The Divine Plan for humanity Part 4

on Sunday, 01 January 2012. Posted in Church teachings

In the second of the seven sections of the Theology of the Body, we see what happened when sin invaded that communion of persons in love between Adam and Eve, and between them and God. They distrusted God, and that lack of trust that was their disobedience led to the rupture of those two communions. The result of that rupture was that man became subject to lust; there was a war in his heart. The choice of loving, the desire to give themselves to one another in love which God had put in their hearts and lusting, the taking of another [person], appropriating another's values for one's own interests. That war between lust and love has gone on in man's heart throughout history. We discovered that Christ is calling man back to this purity of heart, to the communion of person's. What happens when lust breaks this communion? Man begins to desire woman just for his own benefit, and that can even invade the marriage.

Christ says, "Whoever lusts after a woman has committed adultery with her in his heart." In a very controversial part of that series of catechizes on lust, Pope John Paul II said that even a husband can commit adultery with his wife if he lusts after her in his heart. That led to a lot of criticism. Critics asked how could someone commit adultery in the heart with someone with whom he couldn't even commit adultery with in the body; in other words, by lusting after his wife.

And Pope John Paul II said, listen, Christ said that when a man looks at a woman with lust in his heart, he has already committed adultery. That is what can happen, even in a marriage if husband and wife start to take each others gifts, rather than see their marriage as this continual call to greater self-giving and self-acceptance of the other. When that happens, the marital love starts to be corroded, which is one of the causes of so many divorces in our day. Pope John Paul II was completely right.

Looking at this in a practical way though, what can a man and a woman, with a heart that is prone to lust, do to recover the type of purity of heart to which Christ calls them? Pope John Paul II, in his third section of Theology of the Body avails himself of many of St. Paul's letters to try to give man and woman practical advice of how to achieve this goal.

Why did John Paul II refer to St. Paul so much? Well, St. Paul lived in an era that, while he was preaching the Gospel to the Gentiles throughout modern-day Turkey and throughout modern-day Greece, even in Rome, he noticed that the Gentiles, because of the way sex was treated in the Roman Empire, oftentimes were very guilty of the type of lust of the heart which Jesus had come to try to cure.

And in his pastoral letters to each of those church communities, when he was tackling those problems that they were experiencing, he wanted specifically to address this lust in the heart, because just as we talked about last time, lust can change the entire intentionality of the human person, all his actions and relations with others, from giving of himself out of love, to taking out of lust. And so St. Paul, when writing his pastoral letters, would obviously have tackled one of the causes that could lead man to become exactly whom God does not want him to be.

---------------

Copy the text on lust and purity of heart from "And Pope John" to "achieve this goal.", substituting "Jesus" for "Christ" throughout.

---------------

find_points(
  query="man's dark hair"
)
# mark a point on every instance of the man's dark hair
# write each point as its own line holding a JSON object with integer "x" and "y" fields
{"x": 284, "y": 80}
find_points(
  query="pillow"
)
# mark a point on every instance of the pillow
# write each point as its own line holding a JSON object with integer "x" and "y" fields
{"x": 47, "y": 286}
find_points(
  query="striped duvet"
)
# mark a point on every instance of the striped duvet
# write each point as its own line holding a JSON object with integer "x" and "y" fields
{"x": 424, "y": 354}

---------------

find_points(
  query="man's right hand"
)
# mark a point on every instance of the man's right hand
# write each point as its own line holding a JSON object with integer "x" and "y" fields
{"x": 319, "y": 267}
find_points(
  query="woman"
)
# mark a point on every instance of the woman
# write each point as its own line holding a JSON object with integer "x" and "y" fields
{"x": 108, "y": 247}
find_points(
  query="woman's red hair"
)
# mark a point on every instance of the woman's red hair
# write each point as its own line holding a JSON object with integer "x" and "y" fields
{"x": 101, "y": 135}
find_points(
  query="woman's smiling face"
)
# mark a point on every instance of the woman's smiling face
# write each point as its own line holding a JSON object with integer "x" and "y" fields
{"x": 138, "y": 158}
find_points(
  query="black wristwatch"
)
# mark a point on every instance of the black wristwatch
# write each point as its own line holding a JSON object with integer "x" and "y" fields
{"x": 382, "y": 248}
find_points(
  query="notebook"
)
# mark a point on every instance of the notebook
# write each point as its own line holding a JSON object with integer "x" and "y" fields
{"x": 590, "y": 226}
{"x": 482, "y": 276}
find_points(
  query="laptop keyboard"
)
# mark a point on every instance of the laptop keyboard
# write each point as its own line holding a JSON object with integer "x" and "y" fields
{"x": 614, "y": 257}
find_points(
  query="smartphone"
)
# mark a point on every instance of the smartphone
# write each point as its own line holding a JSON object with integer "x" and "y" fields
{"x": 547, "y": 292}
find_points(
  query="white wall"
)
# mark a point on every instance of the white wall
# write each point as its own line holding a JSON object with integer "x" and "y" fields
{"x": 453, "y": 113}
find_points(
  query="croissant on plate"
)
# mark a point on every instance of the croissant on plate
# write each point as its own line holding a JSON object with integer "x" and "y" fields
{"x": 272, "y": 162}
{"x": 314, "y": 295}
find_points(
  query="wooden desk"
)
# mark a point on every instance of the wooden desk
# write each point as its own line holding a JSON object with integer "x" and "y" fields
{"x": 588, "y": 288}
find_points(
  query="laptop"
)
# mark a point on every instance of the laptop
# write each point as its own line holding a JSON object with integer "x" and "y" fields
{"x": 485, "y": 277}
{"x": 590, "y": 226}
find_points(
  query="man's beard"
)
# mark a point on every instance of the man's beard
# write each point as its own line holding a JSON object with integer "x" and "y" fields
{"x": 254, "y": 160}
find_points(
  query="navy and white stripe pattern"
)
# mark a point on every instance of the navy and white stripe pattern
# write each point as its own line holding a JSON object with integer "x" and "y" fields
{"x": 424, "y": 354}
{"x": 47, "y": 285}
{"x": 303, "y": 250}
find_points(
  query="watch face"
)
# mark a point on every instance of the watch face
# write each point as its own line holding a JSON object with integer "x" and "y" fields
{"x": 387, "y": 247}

---------------

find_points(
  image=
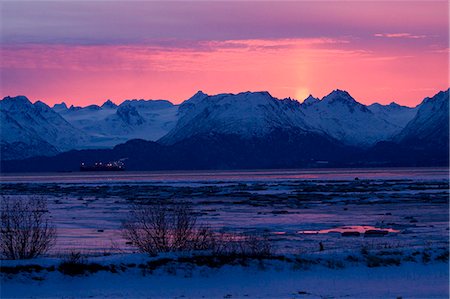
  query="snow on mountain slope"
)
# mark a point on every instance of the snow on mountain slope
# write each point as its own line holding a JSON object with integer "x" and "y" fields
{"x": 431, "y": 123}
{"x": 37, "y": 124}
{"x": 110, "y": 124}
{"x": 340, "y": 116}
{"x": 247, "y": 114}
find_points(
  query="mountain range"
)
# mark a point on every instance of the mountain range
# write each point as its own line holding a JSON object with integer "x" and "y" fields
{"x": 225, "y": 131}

---------------

→ Task answer
And Pope John Paul II said, listen, Jesus said that when a man looks at a woman with lust in his heart, he has already committed adultery. That is what can happen, even in a marriage if husband and wife start to take each others gifts, rather than see their marriage as this continual call to greater self-giving and self-acceptance of the other. When that happens, the marital love starts to be corroded, which is one of the causes of so many divorces in our day. Pope John Paul II was completely right.

Looking at this in a practical way though, what can a man and a woman, with a heart that is prone to lust, do to recover the type of purity of heart to which Jesus calls them? Pope John Paul II, in his third section of Theology of the Body avails himself of many of St. Paul's letters to try to give man and woman practical advice of how to achieve this goal.